__What to do__:
Every line from the one holding "Presence check — any red life" through the final line of the entries is to be reproduced exactly, and no other line.

Stored data entries:
# # # # # # #

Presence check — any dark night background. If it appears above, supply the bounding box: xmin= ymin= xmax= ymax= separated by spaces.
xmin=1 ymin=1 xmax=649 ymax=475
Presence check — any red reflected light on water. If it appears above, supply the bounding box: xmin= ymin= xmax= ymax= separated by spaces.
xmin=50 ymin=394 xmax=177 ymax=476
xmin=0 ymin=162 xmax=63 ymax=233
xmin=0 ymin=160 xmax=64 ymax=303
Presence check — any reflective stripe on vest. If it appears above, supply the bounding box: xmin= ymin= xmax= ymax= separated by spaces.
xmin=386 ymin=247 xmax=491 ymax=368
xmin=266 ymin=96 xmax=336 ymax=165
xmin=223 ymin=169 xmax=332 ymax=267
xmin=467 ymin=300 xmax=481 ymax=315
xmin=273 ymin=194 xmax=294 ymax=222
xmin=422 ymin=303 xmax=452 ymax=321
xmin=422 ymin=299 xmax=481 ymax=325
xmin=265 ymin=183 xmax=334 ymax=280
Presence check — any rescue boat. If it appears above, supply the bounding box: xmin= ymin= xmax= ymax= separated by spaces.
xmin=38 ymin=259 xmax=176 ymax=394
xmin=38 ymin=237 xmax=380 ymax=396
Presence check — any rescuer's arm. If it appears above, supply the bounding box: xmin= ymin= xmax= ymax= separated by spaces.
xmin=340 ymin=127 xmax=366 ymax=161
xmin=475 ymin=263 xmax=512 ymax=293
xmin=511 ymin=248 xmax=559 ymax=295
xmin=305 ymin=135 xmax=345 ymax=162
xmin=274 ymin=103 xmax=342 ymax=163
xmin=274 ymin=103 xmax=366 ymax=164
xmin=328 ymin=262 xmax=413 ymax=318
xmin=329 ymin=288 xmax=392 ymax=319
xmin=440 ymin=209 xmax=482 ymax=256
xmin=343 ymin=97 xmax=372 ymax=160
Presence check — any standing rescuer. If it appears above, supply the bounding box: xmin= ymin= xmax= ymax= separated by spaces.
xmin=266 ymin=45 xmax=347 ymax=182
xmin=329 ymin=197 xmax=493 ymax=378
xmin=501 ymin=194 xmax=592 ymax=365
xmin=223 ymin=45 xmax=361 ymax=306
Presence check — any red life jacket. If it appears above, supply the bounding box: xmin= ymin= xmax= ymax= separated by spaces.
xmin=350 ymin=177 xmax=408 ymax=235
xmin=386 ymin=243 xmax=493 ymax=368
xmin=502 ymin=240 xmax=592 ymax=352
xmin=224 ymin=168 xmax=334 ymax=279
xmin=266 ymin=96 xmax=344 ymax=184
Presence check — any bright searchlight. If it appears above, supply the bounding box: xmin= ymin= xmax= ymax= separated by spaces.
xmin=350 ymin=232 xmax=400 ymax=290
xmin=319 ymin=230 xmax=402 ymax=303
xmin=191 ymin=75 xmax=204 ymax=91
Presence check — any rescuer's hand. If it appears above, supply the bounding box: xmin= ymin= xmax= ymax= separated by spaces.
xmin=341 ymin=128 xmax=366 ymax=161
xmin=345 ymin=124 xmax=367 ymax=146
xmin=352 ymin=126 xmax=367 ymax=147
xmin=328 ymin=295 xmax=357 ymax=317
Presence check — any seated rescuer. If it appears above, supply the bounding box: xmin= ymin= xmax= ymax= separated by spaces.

# # # # # # #

__Output below__:
Presence check — any red life jacket. If it appears above, supply the bounding box: xmin= ymin= xmax= ymax= separated by spaces.
xmin=350 ymin=177 xmax=408 ymax=235
xmin=386 ymin=243 xmax=493 ymax=368
xmin=502 ymin=240 xmax=592 ymax=352
xmin=224 ymin=168 xmax=334 ymax=279
xmin=266 ymin=96 xmax=344 ymax=184
Presence check — any bright searchlight. If it appears above, supply the bounding box: xmin= ymin= xmax= ymax= separated by spaces.
xmin=350 ymin=232 xmax=400 ymax=290
xmin=319 ymin=230 xmax=402 ymax=303
xmin=191 ymin=75 xmax=204 ymax=91
Presence check — any rescuer's hand. If it appears above, supply the bounding box: xmin= ymin= xmax= ymax= separated by spaces.
xmin=341 ymin=128 xmax=366 ymax=161
xmin=345 ymin=124 xmax=367 ymax=146
xmin=352 ymin=126 xmax=367 ymax=147
xmin=328 ymin=295 xmax=357 ymax=317
Presence check — any seated rescuer. If it appears above, supply the bounding box: xmin= ymin= xmax= ymax= separated by spaces.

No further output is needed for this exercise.